Work item
Lines from the one containing "point(672, 387)" through the final line of the entries below: reproduce them exactly, all of them and only them.

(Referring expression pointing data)
------------------------------

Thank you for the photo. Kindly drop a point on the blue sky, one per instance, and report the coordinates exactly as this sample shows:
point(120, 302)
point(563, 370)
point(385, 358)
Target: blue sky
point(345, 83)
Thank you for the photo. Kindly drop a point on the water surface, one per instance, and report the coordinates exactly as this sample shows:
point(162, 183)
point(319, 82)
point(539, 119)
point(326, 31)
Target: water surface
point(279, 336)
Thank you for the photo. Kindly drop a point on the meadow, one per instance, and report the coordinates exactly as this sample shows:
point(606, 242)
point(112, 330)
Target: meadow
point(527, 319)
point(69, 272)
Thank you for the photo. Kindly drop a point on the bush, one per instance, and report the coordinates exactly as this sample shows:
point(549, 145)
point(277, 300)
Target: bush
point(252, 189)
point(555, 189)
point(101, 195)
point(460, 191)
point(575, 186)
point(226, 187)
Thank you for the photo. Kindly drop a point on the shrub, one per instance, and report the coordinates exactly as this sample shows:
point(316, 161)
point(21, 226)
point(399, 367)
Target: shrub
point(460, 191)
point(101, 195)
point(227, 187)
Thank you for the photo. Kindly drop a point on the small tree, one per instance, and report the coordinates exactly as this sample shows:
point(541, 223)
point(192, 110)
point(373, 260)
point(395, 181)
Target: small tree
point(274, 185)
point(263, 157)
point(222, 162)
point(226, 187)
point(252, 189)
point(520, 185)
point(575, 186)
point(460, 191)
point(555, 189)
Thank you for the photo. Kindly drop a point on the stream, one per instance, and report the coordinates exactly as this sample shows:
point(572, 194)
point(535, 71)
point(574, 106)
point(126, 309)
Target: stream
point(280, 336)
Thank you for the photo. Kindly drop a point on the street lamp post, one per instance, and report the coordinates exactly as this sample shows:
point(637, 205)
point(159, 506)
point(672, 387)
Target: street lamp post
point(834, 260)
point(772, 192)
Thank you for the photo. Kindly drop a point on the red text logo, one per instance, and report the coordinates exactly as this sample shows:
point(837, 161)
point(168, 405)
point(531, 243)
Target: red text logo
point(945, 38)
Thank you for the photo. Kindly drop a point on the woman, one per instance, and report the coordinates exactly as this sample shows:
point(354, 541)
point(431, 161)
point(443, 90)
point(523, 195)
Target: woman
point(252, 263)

------------------------------

The completed task
point(672, 387)
Target: street lamp post
point(834, 260)
point(772, 192)
Thank you for the photo. Kindly drop a point on the red text logo, one per instance, and report the coordinates exactly as this sample shows:
point(837, 161)
point(168, 405)
point(531, 243)
Target: red text logo
point(945, 38)
Thank you for the photo. Kindly drop a point on the woman, one per instance, and report the coordinates exactly as this sample shows:
point(354, 541)
point(431, 161)
point(443, 90)
point(523, 195)
Target: woman
point(252, 263)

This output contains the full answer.